- TEXT FOR ANALYSIS:

In 2020 our media channels became filled with footage of abandoned business districts from Sydney to Paris and London. As lockdowns continued, conversations bubbled about whether people would ever return to CBDs.

COVID-19 impacts disrupted established patterns of life and work in cities. Economic crises and a growing climate emergency presented challenges and opportunities for long-term recovery.

We partnered with UK-based consultants The Business of Cities to undertake a global review of the impacts on major cities. This report was produced from more than 30 interviews with metropolitan leaders and planners around the world.

Key insights

The report found that COVID-19 accelerated existing trends, such as the digitisation and shift to the ‘hybrid’ city , green transitions in infrastructure and mobility as a driver of equity. Cities experienced new trends, such as the incorporation of public health and wellbeing into planning systematically, localisation of service delivery and the rise of macro-regional strategic planning beyond the central business districts.

The ways that metropolitan areas experienced COVID-19 varied depending on both policy responses to the pandemic and their existing economies. Those that relied heavily on tourism, retail, students and events had to quickly re-evaluate the potential of city centres and rethink the ways that land has been used. Cities with more diverse economies and more established second centres tended to adapt more confidently to the shifts in demand generated by the pandemic, leaning on longer histories of experimenting with reimagining metropolitan land, mobility, streets and neighbourhoods.

- DATASET EXTRACT:
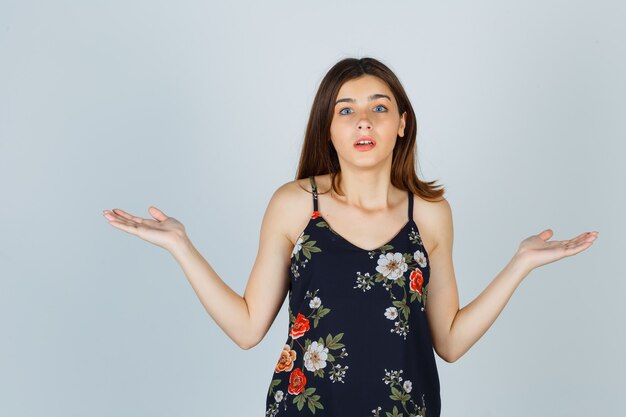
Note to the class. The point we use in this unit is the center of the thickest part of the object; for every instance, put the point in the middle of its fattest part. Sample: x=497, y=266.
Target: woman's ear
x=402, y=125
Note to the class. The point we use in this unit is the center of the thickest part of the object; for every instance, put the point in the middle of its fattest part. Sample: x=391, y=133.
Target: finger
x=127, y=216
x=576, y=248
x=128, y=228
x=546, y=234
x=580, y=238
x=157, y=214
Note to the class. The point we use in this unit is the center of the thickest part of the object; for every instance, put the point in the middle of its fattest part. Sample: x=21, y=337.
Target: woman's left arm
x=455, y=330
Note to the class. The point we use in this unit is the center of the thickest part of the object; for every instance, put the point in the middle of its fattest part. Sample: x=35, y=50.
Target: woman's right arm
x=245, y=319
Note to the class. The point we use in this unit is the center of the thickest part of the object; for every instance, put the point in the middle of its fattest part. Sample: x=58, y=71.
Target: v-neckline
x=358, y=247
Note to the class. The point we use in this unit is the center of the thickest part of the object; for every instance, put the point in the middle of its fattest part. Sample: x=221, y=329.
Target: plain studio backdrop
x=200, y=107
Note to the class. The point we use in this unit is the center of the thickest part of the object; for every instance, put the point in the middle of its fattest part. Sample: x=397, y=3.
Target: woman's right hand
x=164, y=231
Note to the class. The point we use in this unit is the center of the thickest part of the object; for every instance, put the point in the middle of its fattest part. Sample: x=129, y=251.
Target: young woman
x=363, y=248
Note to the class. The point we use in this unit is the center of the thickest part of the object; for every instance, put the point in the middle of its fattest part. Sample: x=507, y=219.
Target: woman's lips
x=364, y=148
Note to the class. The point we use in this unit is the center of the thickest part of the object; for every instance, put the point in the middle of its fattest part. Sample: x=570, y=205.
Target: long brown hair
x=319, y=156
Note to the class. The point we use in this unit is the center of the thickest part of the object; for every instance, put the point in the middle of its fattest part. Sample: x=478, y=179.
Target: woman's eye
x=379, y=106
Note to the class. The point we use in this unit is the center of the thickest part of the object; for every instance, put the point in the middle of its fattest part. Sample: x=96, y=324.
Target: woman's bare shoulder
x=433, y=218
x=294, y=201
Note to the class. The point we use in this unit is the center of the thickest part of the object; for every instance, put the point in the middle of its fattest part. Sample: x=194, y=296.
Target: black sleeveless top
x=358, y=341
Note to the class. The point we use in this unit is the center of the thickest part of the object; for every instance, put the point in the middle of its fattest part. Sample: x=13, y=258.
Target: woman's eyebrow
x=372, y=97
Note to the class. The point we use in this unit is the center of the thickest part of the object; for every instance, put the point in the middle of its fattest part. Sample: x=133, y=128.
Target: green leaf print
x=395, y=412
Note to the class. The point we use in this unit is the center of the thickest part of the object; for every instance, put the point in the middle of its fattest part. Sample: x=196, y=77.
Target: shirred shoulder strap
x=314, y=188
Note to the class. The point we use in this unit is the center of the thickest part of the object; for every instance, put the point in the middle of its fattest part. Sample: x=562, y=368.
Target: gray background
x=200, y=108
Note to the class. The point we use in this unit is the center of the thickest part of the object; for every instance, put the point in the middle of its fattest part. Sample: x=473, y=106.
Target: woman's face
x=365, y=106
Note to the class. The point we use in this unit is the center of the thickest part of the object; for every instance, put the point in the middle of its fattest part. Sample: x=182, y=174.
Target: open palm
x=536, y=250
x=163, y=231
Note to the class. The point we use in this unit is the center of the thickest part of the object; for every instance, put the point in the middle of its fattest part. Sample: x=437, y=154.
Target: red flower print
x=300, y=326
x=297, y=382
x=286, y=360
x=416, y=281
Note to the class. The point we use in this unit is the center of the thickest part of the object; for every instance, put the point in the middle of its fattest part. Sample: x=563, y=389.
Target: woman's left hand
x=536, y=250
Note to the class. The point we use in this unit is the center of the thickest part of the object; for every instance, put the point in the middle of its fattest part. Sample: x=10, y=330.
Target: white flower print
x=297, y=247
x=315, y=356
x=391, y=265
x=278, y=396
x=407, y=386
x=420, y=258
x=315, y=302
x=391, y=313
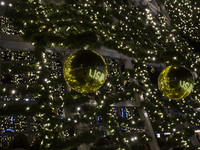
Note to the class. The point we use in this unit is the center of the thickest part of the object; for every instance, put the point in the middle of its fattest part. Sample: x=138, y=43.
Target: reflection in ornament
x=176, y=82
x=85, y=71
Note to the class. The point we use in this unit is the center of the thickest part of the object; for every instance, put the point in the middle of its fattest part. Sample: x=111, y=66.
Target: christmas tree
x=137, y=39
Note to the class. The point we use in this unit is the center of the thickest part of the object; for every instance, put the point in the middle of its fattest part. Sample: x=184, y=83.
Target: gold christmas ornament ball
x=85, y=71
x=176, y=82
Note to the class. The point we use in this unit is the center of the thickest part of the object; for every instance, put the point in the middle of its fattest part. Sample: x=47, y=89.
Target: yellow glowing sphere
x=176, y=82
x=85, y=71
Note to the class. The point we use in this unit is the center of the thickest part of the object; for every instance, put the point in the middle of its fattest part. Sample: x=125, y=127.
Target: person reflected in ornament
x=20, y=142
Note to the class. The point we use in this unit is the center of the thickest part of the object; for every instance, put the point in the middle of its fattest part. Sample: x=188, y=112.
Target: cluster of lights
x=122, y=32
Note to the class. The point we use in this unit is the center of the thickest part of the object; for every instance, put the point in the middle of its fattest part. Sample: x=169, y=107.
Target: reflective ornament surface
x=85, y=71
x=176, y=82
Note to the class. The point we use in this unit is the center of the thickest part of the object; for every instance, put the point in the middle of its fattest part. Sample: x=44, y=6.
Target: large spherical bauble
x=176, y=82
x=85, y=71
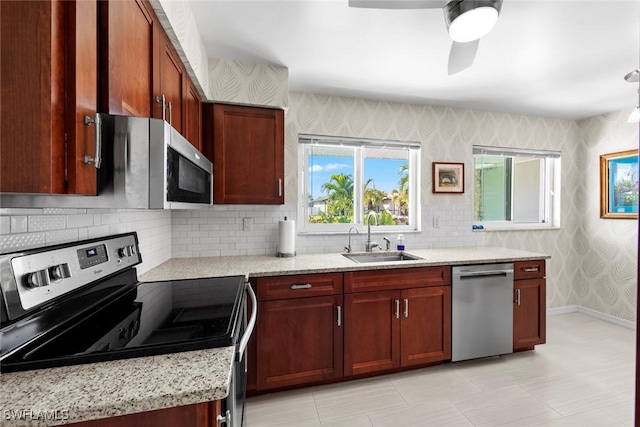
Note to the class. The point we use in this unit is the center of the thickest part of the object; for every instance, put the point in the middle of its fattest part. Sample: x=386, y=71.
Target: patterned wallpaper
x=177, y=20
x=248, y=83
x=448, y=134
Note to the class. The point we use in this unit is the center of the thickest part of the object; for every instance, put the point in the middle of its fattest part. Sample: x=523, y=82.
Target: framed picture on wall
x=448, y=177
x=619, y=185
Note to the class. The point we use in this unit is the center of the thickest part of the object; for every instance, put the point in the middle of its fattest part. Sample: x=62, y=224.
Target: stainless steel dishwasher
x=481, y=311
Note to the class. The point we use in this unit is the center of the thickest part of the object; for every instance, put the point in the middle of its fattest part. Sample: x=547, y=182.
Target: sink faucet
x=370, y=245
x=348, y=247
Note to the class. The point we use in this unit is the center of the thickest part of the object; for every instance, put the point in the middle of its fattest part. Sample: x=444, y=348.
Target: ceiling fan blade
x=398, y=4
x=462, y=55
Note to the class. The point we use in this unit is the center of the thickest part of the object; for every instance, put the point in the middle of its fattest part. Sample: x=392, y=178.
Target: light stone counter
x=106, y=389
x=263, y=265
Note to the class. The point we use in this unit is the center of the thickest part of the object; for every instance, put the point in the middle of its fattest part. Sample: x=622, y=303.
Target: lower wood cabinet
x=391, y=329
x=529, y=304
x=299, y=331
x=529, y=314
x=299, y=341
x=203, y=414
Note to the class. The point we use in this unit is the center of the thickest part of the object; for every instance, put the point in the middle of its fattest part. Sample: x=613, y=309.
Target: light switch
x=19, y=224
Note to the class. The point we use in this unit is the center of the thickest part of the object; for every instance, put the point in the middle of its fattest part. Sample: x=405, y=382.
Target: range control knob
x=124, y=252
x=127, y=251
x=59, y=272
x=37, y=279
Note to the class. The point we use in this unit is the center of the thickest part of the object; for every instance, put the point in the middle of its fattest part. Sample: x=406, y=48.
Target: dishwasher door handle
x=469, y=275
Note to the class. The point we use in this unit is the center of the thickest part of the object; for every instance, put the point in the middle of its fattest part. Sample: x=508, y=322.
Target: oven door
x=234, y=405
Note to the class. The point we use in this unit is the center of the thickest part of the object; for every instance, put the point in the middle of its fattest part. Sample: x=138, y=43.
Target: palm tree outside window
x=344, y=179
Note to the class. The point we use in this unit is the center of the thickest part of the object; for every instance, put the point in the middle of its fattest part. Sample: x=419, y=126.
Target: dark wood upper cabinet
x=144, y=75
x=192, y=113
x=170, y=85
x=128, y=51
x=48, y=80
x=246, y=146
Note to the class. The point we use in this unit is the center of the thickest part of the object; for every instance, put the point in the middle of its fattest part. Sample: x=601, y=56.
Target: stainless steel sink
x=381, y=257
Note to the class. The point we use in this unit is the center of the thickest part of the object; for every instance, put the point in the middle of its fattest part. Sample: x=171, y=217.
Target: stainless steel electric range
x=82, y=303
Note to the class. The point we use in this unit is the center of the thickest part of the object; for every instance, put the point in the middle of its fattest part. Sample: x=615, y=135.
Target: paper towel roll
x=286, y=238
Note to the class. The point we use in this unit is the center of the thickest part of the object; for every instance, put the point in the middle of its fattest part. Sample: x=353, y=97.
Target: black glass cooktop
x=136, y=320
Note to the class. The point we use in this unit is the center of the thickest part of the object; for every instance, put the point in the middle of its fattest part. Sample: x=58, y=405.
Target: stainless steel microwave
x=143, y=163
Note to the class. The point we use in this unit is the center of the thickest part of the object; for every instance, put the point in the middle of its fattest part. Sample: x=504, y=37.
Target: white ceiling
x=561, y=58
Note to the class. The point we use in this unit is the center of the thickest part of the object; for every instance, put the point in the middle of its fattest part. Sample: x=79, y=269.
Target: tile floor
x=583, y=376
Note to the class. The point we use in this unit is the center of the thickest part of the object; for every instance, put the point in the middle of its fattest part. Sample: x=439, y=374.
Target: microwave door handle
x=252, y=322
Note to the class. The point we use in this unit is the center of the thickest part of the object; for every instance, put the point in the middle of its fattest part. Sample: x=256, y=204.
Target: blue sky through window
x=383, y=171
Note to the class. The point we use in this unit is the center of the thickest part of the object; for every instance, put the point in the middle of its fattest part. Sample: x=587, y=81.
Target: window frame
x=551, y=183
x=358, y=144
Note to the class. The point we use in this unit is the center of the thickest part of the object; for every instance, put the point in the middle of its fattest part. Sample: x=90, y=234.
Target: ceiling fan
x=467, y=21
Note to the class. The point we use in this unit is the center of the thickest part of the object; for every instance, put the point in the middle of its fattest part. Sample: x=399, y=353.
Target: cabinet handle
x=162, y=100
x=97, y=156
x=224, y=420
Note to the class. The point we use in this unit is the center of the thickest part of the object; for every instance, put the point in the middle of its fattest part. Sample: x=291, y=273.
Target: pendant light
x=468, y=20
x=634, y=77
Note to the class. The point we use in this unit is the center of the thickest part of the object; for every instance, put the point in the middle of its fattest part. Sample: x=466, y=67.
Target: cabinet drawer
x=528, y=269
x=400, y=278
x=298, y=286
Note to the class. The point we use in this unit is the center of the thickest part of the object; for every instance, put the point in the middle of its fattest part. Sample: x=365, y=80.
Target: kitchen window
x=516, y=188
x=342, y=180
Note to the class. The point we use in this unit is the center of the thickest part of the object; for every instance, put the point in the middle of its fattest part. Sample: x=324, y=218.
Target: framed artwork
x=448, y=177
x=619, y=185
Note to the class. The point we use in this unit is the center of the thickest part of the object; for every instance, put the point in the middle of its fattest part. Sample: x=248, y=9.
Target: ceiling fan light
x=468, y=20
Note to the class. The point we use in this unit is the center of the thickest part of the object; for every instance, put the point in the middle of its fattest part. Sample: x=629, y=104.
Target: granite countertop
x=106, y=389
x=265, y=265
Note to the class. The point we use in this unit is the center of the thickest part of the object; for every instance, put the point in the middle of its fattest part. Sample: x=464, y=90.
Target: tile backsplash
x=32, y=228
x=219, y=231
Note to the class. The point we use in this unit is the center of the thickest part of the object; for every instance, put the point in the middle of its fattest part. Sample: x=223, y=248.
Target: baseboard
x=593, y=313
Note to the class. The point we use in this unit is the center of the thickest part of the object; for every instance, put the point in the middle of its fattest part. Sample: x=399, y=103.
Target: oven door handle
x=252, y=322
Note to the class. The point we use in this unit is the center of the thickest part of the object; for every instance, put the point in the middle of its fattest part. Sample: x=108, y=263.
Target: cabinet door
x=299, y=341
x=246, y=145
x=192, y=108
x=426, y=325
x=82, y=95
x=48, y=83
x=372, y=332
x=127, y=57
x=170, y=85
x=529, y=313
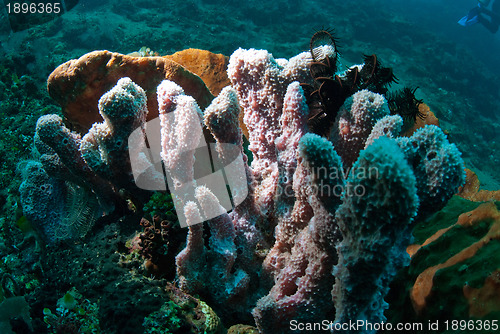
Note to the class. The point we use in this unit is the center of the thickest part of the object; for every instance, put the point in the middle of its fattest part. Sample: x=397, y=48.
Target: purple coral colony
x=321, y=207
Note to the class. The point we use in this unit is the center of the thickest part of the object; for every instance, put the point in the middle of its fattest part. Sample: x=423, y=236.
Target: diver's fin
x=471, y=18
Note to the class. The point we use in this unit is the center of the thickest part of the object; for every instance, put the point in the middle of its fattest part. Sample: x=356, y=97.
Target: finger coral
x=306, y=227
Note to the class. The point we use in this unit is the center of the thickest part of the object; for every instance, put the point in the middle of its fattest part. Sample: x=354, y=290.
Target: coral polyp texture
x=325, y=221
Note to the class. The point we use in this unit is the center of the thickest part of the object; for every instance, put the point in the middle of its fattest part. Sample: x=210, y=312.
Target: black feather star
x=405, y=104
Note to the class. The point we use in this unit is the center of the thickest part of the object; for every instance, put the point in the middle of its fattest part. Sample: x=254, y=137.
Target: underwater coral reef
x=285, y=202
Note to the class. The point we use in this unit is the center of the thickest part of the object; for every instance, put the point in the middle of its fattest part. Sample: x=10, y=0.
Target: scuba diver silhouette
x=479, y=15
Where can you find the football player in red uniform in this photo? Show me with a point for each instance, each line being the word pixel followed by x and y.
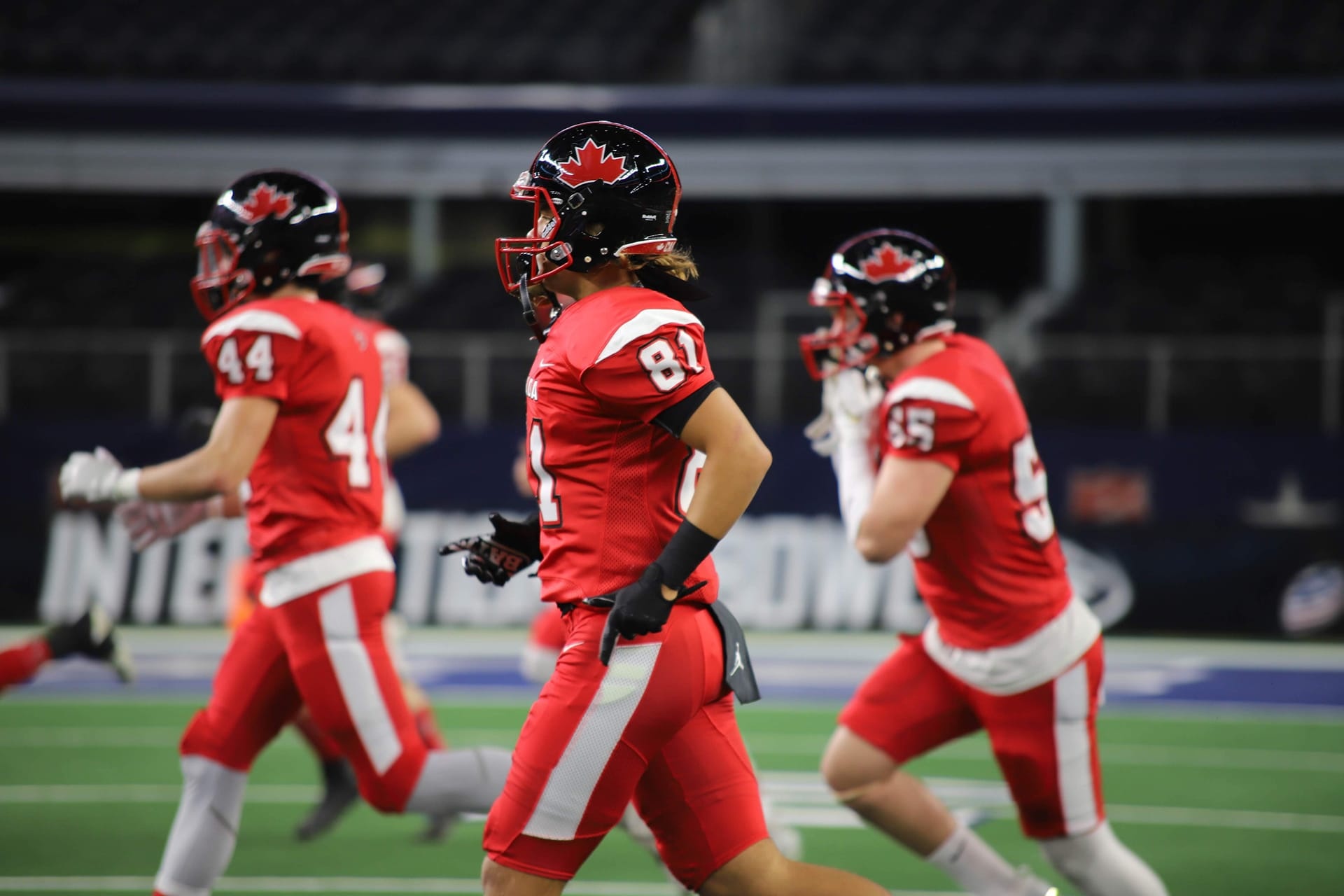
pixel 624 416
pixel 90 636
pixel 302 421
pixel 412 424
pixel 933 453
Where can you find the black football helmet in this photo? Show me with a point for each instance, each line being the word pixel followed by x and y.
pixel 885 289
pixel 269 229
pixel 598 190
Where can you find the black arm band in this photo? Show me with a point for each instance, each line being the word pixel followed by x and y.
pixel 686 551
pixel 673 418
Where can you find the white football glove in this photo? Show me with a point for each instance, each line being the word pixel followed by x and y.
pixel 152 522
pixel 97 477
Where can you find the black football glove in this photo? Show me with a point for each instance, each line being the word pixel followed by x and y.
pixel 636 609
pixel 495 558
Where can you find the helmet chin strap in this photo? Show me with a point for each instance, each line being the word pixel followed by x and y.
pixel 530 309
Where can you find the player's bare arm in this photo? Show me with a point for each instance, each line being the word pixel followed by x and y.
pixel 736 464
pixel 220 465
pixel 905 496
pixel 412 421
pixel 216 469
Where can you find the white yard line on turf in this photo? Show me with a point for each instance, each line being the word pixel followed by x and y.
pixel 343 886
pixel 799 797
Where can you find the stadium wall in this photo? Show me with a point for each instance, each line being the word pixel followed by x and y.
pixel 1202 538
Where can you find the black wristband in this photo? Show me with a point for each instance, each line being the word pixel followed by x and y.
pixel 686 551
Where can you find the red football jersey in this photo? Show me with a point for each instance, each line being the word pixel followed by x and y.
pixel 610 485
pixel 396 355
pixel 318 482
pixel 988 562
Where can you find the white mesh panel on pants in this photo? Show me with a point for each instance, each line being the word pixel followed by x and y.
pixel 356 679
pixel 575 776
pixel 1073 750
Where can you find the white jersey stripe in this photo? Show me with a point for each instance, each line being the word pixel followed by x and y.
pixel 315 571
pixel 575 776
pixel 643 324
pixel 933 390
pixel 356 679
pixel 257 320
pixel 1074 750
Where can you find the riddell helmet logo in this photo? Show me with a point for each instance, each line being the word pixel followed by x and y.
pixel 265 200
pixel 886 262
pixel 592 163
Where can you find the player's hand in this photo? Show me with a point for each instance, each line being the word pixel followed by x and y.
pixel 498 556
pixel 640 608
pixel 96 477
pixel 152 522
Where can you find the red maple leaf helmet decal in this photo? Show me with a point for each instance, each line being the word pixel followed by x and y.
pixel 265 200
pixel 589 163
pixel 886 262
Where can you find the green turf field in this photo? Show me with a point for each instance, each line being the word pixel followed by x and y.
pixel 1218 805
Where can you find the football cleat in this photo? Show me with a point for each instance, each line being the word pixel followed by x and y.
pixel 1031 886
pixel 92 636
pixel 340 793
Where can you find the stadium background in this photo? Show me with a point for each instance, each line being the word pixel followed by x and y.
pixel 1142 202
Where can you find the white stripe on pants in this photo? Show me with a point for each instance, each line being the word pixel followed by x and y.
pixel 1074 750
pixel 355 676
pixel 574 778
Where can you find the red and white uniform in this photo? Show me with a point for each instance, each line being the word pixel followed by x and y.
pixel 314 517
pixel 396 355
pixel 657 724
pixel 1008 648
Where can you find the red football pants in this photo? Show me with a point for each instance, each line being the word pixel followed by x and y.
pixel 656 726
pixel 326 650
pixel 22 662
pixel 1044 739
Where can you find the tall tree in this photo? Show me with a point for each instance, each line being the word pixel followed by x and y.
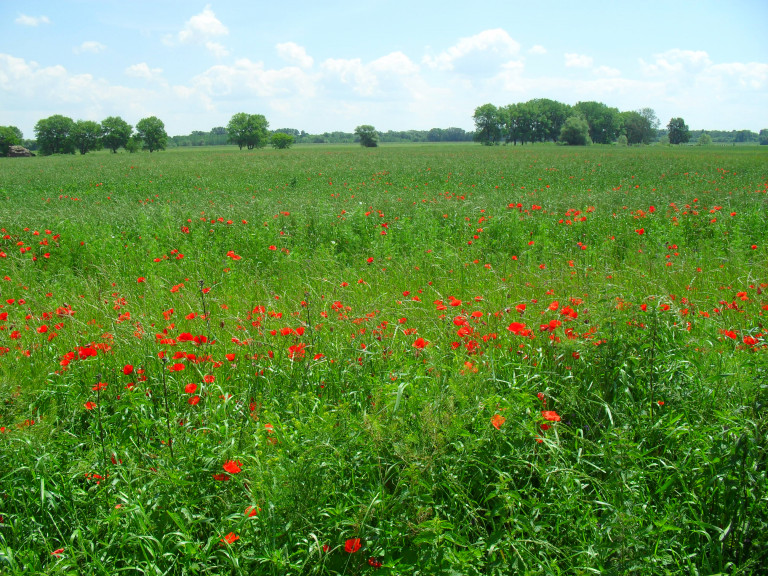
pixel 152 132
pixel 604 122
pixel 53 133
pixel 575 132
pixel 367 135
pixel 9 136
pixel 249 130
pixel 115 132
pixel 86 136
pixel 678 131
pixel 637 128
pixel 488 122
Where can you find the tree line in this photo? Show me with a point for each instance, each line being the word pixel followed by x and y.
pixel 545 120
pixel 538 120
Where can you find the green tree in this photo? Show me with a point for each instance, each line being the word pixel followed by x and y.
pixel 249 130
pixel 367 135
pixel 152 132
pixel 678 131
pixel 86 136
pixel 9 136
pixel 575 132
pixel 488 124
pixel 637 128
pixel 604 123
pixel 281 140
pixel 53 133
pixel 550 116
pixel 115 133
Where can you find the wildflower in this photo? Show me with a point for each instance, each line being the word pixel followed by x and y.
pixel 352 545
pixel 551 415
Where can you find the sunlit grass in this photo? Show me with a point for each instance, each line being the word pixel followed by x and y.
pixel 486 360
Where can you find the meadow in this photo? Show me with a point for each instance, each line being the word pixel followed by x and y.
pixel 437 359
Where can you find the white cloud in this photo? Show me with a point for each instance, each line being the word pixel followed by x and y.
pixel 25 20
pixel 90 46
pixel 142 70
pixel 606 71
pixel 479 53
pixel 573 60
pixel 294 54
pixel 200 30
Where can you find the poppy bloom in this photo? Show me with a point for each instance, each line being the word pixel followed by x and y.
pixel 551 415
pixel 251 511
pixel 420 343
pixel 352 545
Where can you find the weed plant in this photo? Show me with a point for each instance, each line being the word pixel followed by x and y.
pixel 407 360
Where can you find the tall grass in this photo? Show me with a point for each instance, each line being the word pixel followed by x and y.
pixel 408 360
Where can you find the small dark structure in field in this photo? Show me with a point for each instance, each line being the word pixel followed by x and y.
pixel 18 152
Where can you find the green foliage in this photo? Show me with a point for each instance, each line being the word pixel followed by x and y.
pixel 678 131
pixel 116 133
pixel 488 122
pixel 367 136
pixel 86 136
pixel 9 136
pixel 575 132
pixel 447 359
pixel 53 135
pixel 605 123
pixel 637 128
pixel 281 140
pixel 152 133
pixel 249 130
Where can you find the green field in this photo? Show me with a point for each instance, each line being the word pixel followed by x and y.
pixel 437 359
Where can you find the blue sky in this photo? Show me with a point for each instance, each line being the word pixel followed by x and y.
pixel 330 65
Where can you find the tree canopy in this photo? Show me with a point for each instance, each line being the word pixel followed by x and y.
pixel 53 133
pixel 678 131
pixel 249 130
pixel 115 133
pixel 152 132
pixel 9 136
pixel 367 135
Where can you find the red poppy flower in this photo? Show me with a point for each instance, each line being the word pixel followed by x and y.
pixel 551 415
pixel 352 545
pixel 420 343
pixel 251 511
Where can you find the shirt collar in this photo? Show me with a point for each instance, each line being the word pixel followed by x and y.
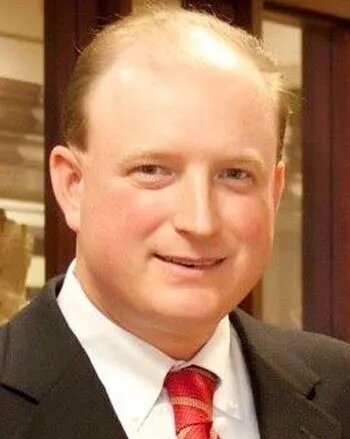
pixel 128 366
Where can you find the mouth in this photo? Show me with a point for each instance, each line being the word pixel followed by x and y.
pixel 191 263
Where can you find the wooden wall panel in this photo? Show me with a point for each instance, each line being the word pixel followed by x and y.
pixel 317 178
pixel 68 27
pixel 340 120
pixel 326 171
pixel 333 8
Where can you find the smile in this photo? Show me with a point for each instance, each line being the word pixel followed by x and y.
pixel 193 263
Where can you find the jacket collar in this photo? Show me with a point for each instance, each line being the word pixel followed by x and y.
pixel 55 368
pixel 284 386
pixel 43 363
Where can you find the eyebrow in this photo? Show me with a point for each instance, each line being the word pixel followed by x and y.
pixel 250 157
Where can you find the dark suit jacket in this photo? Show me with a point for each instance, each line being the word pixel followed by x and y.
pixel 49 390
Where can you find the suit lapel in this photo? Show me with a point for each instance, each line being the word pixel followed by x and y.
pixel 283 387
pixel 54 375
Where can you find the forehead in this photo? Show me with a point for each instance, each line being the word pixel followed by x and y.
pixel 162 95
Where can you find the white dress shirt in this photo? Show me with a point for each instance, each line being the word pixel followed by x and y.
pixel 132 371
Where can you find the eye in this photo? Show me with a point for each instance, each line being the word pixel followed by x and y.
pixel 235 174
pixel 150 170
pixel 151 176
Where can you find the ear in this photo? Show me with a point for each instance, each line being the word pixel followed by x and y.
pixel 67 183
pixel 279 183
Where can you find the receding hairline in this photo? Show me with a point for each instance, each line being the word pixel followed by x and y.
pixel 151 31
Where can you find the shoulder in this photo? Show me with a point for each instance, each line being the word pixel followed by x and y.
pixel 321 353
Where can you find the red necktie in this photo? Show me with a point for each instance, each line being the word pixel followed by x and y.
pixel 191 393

- ASSIGNMENT A: According to the passage on COVID-19's effects on major cities, which new trends did cities experience? List each one.
- ASSIGNMENT B: Extend the passage on COVID-19's effects on major cities by writing the paragraph that would follow its final sentence.

- RESULT A:
- The systematic incorporation of public health and wellbeing into planning
- The localisation of service delivery
- The rise of macro-regional strategic planning beyond the central business districts

- RESULT B:
The report highlights ten key dynamics that will shape the next cycle of metropolitan strategic planning:

  1. The changing character of competition for metropolitan areas
  2. Planning for a hybrid future
  3. Long-term planning that confronts the climate emergency
  4. Re-balancing the centres of metropolitan gravity
  5. Adapting to new mixes of metropolitan land
  6. Tools and tactics for a sustainable future of housing
  7. The metropolis as a platform for innovation and new industries
  8. Re-imagined streets and mobility
  9. Data as a vehicle for more compelling metropolitan storytelling
  10. Turning a contemporary co-ordination booster into a permanent government dividend.